- WORK REQUEST
The answer must be every line from the entries below that includes "grain".

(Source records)

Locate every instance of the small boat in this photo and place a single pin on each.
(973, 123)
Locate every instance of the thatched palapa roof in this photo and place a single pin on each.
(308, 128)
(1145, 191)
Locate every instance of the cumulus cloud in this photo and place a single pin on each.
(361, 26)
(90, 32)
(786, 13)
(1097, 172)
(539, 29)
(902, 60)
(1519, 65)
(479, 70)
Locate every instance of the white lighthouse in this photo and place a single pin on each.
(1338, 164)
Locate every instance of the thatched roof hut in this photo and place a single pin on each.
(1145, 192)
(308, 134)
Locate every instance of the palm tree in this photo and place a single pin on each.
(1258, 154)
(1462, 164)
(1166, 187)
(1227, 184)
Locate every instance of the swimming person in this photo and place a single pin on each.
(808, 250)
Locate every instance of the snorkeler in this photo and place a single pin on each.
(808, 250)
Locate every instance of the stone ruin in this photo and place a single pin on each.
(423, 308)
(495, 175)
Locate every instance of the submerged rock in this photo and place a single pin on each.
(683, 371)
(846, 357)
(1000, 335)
--
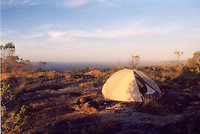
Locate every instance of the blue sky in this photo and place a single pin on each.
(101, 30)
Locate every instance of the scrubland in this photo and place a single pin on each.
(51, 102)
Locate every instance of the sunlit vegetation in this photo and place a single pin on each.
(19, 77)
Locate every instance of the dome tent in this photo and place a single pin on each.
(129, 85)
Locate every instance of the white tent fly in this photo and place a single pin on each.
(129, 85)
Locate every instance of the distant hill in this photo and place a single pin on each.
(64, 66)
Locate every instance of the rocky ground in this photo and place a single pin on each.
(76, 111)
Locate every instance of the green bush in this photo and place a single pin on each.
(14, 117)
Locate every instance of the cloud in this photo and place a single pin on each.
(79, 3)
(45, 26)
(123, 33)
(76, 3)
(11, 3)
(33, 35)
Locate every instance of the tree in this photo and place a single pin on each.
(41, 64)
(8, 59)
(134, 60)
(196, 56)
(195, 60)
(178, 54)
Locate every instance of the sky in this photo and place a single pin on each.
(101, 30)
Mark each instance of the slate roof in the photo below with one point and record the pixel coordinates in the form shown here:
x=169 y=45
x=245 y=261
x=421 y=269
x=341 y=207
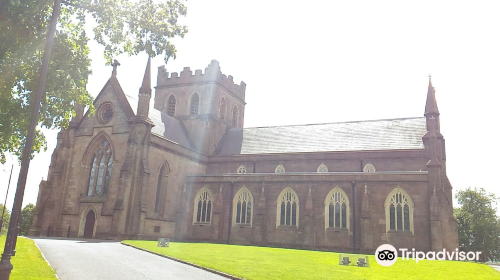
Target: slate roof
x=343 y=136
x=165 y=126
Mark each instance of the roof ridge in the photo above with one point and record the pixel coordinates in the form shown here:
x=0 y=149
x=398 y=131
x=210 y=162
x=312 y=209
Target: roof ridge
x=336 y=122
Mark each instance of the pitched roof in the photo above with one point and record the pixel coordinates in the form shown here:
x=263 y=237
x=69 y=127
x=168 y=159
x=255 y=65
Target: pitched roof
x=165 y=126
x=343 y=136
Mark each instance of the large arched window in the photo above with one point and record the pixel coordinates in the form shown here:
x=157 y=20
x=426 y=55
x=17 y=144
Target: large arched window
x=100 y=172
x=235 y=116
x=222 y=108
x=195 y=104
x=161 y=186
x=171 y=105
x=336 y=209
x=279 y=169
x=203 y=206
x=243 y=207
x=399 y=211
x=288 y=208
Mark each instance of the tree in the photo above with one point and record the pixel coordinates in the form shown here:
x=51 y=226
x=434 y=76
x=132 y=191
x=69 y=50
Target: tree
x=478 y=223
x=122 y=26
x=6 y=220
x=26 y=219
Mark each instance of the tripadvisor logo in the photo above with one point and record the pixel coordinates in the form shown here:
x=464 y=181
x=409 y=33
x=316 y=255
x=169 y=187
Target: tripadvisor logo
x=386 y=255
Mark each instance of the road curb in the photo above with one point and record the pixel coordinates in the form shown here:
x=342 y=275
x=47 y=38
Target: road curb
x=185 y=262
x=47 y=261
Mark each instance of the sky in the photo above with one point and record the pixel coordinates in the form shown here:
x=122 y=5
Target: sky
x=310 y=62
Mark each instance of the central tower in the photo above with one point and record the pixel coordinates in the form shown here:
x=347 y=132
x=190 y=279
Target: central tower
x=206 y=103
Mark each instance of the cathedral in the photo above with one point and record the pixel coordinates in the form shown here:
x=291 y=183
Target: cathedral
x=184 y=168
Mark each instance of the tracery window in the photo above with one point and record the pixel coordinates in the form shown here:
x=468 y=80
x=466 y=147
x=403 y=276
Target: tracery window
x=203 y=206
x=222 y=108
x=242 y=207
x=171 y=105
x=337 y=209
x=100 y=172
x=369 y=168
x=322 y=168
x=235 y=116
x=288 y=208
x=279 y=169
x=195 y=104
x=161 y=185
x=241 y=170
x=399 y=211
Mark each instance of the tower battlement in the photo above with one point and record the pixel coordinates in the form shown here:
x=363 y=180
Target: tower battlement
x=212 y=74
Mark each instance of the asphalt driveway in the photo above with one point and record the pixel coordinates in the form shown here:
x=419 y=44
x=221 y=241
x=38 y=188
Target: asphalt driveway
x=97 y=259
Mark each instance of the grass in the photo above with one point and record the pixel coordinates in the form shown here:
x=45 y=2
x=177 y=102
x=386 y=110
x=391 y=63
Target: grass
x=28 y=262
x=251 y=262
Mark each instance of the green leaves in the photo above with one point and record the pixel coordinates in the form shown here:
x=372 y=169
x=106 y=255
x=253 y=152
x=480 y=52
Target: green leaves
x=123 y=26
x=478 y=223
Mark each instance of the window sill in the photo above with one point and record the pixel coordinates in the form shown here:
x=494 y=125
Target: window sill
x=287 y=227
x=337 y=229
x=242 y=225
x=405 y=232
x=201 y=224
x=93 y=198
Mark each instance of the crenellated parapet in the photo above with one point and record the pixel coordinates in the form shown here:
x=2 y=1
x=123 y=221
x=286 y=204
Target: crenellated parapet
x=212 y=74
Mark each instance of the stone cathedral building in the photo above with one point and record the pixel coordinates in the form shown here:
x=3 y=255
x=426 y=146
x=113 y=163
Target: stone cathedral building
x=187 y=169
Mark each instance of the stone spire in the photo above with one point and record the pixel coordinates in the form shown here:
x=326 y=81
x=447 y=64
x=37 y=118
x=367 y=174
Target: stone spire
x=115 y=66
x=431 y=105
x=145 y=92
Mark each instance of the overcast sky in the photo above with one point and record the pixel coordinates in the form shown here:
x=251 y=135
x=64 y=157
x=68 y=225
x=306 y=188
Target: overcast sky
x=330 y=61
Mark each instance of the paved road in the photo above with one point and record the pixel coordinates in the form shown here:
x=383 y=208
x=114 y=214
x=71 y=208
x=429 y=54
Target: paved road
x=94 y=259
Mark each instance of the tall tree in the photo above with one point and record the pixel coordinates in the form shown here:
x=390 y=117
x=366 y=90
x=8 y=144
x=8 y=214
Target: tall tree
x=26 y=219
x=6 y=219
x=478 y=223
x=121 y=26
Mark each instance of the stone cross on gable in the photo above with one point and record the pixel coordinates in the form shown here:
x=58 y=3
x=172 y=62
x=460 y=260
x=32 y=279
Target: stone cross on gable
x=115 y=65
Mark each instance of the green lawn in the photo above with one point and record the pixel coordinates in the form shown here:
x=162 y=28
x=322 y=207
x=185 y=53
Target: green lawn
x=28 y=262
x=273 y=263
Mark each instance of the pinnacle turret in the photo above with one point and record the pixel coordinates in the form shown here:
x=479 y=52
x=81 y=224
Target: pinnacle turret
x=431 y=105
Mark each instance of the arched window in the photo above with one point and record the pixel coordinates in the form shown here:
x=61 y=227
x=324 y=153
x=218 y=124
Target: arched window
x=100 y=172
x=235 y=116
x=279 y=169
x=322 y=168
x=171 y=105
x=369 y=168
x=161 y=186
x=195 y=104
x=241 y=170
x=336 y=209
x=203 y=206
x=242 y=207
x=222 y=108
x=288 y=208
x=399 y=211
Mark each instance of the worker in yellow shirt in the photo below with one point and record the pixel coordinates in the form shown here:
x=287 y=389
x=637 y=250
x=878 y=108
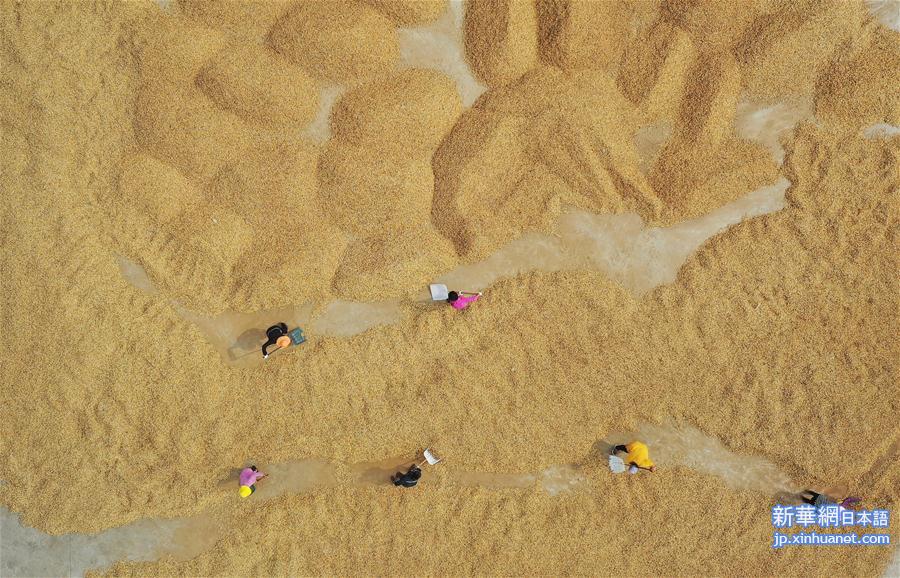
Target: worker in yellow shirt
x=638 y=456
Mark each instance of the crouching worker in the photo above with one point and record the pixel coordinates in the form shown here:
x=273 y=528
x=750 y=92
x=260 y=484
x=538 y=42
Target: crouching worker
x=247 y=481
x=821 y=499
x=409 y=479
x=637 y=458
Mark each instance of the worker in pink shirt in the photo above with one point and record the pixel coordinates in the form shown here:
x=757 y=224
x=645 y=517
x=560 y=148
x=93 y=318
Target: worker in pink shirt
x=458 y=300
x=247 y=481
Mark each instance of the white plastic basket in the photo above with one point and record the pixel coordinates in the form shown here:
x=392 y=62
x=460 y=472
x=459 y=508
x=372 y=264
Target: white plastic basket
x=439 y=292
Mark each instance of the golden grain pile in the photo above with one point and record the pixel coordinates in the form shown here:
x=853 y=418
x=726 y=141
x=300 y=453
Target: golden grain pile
...
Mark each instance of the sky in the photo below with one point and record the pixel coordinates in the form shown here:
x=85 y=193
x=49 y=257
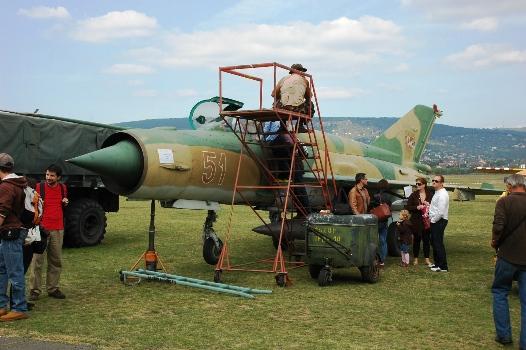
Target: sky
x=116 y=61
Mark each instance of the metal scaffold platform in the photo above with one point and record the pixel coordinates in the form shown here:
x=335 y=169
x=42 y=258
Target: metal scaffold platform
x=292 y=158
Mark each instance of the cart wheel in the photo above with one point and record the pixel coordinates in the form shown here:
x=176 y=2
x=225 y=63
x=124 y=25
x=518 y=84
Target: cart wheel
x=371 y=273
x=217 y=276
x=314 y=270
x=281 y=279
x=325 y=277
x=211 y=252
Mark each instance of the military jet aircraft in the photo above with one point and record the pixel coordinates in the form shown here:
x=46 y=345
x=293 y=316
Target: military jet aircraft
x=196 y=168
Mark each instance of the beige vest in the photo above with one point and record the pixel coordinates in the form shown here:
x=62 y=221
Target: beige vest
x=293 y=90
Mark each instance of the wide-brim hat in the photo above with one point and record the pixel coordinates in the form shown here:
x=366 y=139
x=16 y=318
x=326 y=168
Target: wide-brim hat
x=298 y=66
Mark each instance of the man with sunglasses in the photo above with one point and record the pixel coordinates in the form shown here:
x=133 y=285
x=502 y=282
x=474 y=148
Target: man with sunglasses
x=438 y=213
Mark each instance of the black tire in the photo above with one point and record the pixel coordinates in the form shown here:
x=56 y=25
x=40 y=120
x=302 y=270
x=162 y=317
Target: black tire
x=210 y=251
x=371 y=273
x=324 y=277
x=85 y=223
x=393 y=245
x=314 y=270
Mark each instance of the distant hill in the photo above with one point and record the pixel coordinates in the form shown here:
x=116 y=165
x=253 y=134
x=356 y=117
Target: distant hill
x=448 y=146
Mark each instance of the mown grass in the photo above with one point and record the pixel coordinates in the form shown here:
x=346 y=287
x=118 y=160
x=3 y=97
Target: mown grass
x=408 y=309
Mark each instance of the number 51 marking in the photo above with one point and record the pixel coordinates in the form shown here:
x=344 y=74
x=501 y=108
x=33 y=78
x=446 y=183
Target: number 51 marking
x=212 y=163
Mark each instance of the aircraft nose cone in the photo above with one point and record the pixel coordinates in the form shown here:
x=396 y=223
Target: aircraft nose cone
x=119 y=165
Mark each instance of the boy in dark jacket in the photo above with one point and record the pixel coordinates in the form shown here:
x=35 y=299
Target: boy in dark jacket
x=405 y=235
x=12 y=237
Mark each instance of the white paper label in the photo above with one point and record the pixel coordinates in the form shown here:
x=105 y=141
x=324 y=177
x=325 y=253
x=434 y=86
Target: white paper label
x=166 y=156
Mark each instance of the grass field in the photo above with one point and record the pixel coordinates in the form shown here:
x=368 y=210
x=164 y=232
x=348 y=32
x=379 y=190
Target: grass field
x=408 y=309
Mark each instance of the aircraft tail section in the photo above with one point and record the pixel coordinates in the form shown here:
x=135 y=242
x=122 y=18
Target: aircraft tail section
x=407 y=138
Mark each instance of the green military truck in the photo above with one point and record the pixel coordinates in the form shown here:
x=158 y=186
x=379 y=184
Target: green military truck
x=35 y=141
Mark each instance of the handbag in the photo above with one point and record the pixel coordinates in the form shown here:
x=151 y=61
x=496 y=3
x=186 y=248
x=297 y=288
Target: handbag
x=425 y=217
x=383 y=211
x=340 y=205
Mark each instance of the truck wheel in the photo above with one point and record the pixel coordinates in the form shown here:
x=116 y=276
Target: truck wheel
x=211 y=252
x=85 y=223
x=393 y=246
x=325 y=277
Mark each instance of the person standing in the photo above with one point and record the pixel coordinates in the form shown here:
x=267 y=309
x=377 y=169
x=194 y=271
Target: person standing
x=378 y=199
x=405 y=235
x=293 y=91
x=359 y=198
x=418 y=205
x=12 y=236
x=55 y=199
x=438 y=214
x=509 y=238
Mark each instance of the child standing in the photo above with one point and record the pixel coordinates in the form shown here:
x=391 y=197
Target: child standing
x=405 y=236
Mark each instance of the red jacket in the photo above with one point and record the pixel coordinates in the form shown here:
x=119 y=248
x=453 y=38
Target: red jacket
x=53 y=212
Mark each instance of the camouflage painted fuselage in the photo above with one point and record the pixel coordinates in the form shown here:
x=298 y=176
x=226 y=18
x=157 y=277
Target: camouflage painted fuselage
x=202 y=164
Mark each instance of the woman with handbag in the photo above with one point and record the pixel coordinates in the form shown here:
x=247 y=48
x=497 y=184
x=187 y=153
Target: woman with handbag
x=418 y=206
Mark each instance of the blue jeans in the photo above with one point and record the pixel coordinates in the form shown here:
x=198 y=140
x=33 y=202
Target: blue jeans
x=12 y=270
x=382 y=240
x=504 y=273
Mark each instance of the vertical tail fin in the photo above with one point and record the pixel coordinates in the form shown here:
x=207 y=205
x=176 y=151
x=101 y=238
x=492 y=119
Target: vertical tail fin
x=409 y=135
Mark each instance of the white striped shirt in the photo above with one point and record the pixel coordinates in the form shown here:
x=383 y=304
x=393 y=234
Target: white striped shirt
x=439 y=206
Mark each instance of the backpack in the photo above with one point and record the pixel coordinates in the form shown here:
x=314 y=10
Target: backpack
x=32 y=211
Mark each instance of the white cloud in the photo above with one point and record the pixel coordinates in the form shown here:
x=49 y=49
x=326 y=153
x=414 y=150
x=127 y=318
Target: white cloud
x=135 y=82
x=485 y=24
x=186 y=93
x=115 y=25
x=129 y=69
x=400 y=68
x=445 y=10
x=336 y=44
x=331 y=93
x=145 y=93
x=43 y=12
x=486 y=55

- OUTPUT FOR THIS TASK
Mark each instance of the golden grain pile in the photo above with one point and record the pixel coordinates in the form shown here:
Target: golden grain pile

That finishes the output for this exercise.